■ **RECORD EXCERPTS**
((

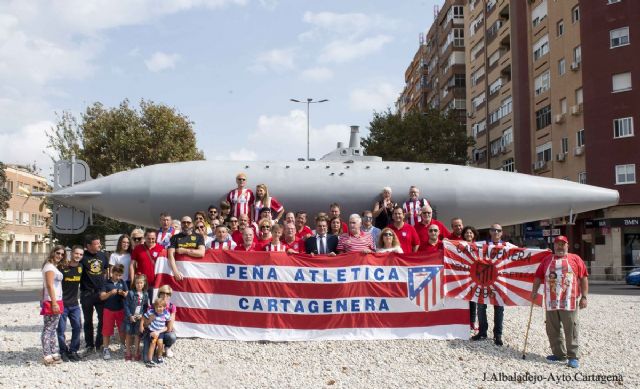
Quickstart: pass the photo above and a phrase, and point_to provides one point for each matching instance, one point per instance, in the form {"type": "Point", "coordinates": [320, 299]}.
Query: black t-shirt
{"type": "Point", "coordinates": [185, 241]}
{"type": "Point", "coordinates": [70, 283]}
{"type": "Point", "coordinates": [115, 302]}
{"type": "Point", "coordinates": [93, 267]}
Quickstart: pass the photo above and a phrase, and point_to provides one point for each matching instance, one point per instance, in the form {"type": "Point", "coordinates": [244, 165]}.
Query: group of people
{"type": "Point", "coordinates": [245, 221]}
{"type": "Point", "coordinates": [86, 283]}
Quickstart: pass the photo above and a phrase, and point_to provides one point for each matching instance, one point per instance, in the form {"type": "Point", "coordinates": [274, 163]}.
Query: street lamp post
{"type": "Point", "coordinates": [309, 101]}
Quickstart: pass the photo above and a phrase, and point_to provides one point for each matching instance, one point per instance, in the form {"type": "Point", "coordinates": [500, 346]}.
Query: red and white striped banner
{"type": "Point", "coordinates": [491, 274]}
{"type": "Point", "coordinates": [280, 297]}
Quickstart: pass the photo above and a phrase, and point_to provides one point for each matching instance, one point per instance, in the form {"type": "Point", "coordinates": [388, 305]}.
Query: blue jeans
{"type": "Point", "coordinates": [74, 314]}
{"type": "Point", "coordinates": [168, 339]}
{"type": "Point", "coordinates": [498, 317]}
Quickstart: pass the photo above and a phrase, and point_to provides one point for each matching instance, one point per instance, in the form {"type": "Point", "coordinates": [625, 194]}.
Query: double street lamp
{"type": "Point", "coordinates": [308, 102]}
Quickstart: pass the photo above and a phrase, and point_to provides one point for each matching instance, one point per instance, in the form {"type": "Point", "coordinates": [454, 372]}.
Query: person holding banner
{"type": "Point", "coordinates": [565, 280]}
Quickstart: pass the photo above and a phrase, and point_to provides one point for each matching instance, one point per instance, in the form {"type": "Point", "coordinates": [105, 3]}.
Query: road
{"type": "Point", "coordinates": [8, 296]}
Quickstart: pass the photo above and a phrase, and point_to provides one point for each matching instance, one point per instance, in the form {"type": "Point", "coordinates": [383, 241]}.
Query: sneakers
{"type": "Point", "coordinates": [553, 358]}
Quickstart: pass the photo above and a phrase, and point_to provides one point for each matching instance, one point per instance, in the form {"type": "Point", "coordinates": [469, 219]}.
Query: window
{"type": "Point", "coordinates": [582, 177]}
{"type": "Point", "coordinates": [542, 83]}
{"type": "Point", "coordinates": [560, 28]}
{"type": "Point", "coordinates": [577, 54]}
{"type": "Point", "coordinates": [579, 96]}
{"type": "Point", "coordinates": [541, 47]}
{"type": "Point", "coordinates": [621, 82]}
{"type": "Point", "coordinates": [625, 174]}
{"type": "Point", "coordinates": [580, 138]}
{"type": "Point", "coordinates": [543, 117]}
{"type": "Point", "coordinates": [575, 14]}
{"type": "Point", "coordinates": [619, 37]}
{"type": "Point", "coordinates": [622, 127]}
{"type": "Point", "coordinates": [539, 13]}
{"type": "Point", "coordinates": [562, 67]}
{"type": "Point", "coordinates": [543, 153]}
{"type": "Point", "coordinates": [507, 137]}
{"type": "Point", "coordinates": [508, 165]}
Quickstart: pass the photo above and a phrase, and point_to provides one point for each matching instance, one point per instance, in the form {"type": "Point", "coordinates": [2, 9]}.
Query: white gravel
{"type": "Point", "coordinates": [610, 345]}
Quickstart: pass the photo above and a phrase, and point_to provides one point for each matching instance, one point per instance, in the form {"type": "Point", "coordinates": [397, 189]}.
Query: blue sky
{"type": "Point", "coordinates": [231, 66]}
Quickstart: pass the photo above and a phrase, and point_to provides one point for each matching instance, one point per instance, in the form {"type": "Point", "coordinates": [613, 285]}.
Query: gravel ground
{"type": "Point", "coordinates": [609, 345]}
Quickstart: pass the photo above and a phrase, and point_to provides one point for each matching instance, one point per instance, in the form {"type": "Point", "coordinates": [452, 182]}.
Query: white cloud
{"type": "Point", "coordinates": [26, 146]}
{"type": "Point", "coordinates": [378, 98]}
{"type": "Point", "coordinates": [340, 51]}
{"type": "Point", "coordinates": [278, 60]}
{"type": "Point", "coordinates": [160, 61]}
{"type": "Point", "coordinates": [317, 74]}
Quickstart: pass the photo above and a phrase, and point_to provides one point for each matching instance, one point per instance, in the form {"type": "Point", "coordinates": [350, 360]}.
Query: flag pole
{"type": "Point", "coordinates": [526, 336]}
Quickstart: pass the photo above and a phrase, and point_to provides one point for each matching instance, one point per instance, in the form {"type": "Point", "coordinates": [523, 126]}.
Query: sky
{"type": "Point", "coordinates": [231, 66]}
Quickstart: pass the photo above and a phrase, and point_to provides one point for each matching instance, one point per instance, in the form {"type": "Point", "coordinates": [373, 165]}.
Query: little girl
{"type": "Point", "coordinates": [156, 318]}
{"type": "Point", "coordinates": [136, 303]}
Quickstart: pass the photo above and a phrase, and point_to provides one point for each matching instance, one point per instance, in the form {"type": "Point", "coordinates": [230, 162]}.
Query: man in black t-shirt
{"type": "Point", "coordinates": [71, 280]}
{"type": "Point", "coordinates": [94, 269]}
{"type": "Point", "coordinates": [187, 243]}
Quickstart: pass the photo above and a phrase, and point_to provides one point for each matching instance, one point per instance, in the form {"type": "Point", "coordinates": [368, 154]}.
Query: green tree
{"type": "Point", "coordinates": [5, 196]}
{"type": "Point", "coordinates": [432, 136]}
{"type": "Point", "coordinates": [111, 140]}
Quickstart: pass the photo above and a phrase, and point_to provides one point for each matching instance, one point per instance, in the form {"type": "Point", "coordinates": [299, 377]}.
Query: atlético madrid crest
{"type": "Point", "coordinates": [425, 286]}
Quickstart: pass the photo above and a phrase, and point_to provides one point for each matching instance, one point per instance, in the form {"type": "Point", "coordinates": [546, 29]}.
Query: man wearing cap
{"type": "Point", "coordinates": [565, 289]}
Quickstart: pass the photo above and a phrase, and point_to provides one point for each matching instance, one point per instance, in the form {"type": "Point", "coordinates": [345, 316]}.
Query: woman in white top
{"type": "Point", "coordinates": [51, 305]}
{"type": "Point", "coordinates": [122, 255]}
{"type": "Point", "coordinates": [388, 242]}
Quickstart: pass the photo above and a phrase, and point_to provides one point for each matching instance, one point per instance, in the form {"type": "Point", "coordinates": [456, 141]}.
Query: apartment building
{"type": "Point", "coordinates": [436, 76]}
{"type": "Point", "coordinates": [25, 225]}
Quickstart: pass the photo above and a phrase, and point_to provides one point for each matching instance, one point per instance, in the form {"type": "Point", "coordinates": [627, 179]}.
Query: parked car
{"type": "Point", "coordinates": [633, 278]}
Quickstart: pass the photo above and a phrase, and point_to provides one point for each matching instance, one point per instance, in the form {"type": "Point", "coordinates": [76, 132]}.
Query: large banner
{"type": "Point", "coordinates": [491, 274]}
{"type": "Point", "coordinates": [281, 297]}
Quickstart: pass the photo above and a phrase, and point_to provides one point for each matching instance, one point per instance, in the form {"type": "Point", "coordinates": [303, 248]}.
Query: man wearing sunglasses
{"type": "Point", "coordinates": [241, 199]}
{"type": "Point", "coordinates": [187, 242]}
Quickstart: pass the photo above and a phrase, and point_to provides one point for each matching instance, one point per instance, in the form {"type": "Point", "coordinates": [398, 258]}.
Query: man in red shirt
{"type": "Point", "coordinates": [426, 221]}
{"type": "Point", "coordinates": [409, 240]}
{"type": "Point", "coordinates": [565, 280]}
{"type": "Point", "coordinates": [294, 245]}
{"type": "Point", "coordinates": [302, 230]}
{"type": "Point", "coordinates": [433, 244]}
{"type": "Point", "coordinates": [355, 240]}
{"type": "Point", "coordinates": [143, 258]}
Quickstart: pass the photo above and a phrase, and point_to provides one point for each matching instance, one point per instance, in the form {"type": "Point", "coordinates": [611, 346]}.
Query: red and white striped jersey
{"type": "Point", "coordinates": [273, 204]}
{"type": "Point", "coordinates": [241, 202]}
{"type": "Point", "coordinates": [412, 209]}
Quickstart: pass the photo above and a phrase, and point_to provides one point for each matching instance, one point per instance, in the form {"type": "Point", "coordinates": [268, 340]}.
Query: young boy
{"type": "Point", "coordinates": [114, 291]}
{"type": "Point", "coordinates": [156, 319]}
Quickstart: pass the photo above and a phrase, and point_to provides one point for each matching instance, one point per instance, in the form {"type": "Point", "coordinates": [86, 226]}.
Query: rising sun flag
{"type": "Point", "coordinates": [499, 274]}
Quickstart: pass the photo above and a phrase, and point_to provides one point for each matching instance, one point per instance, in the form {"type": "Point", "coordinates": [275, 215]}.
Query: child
{"type": "Point", "coordinates": [136, 303]}
{"type": "Point", "coordinates": [114, 291]}
{"type": "Point", "coordinates": [156, 318]}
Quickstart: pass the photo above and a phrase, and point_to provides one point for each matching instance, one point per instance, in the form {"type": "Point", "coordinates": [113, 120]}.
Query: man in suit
{"type": "Point", "coordinates": [321, 243]}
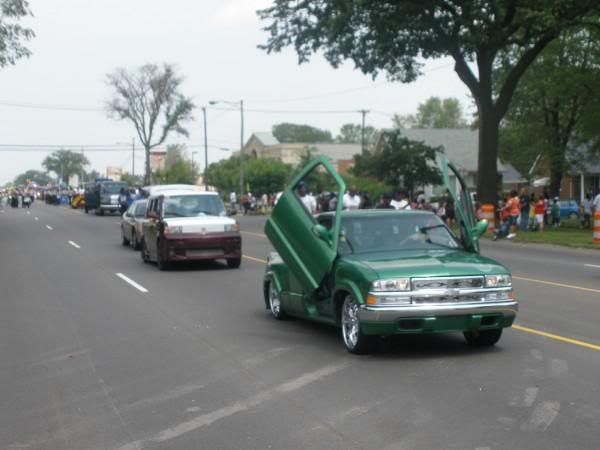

))

■ **WHAT IS REQUIRED**
Please gather and copy every line of the records that contains the word "black". Case counts.

■ **REPLY TO THE EXERCISE**
Query: black t-shirt
Query: man in black t-shirt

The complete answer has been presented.